***** Texto fornecido *****

Naturalmente, dia após dia, as páginas e minutos dos veículos de imprensa são preenchidos com questões econômicas sensíveis ao futuro do país. São pautas que demandam atenção e seriedade dos agentes públicos e também dos meios de comunicação que se dispõem a fazer uma cobertura sobre tais assuntos. Questões como a privatização de empresas estatais, o orçamento anual da União, reformas que mexem fortemente com os direitos de classes desfavorecidas — neste momento, mais de 14 milhões de pessoas estão desempregadas — em nome de um suposto equilíbrio econômico…Considerando que estamos sendo governados por um grupo que quer flertar com o liberalismo, mesmo com seus vícios de controle absoluto sobre tudo, o espectro das reformas e privatizações sempre ronda o noticiário.
A questão a ser discutida é: de que maneira esses assuntos tão sensíveis são apresentados para o público? Mesmo com o baque que é a atuação nas redes sociais das forças políticas reacionárias, que não dependem mais da imprensa para divulgarem seus projetos de destruição, a mídia ainda cumpre um importante papel no debate público ao, entre muitas aspas, se posicionar de maneira sensata e ponderada sobre tais pautas. Aí é que mora o perigo: a mansidão da voz de um banqueiro entrevistado pelo Jornal Nacional contrasta muito com o tom tosco e grosseiro de quem ocupa a cadeira presidencial hoje em dia, mas ambos defendem o mesmo jeito de acabar com empresas públicas de importância imensurável para o país, como os Correios.

*****

• [Exercício proposto] Repita sem nenhuma alteração o trecho do texto sobre a cobertura econômica na imprensa que vai de "Naturalmente, dia após" até "ronda o noticiário.".

***** Dados coletados *****

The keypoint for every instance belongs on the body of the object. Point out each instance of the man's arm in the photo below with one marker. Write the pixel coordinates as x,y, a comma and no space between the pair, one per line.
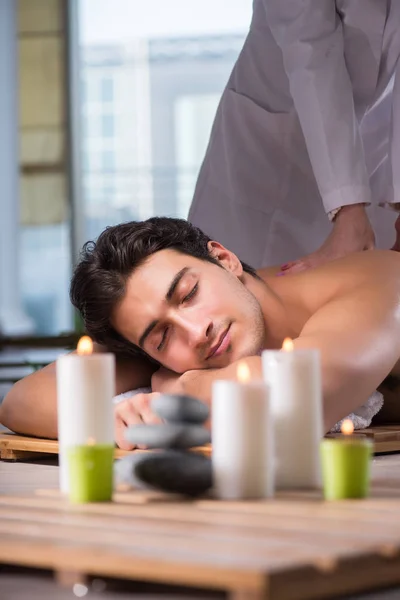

*****

• [Resultado]
Naturalmente, dia após dia, as páginas e minutos dos veículos de imprensa são preenchidos com questões econômicas sensíveis ao futuro do país. São pautas que demandam atenção e seriedade dos agentes públicos e também dos meios de comunicação que se dispõem a fazer uma cobertura sobre tais assuntos. Questões como a privatização de empresas estatais, o orçamento anual da União, reformas que mexem fortemente com os direitos de classes desfavorecidas — neste momento, mais de 14 milhões de pessoas estão desempregadas — em nome de um suposto equilíbrio econômico…Considerando que estamos sendo governados por um grupo que quer flertar com o liberalismo, mesmo com seus vícios de controle absoluto sobre tudo, o espectro das reformas e privatizações sempre ronda o noticiário.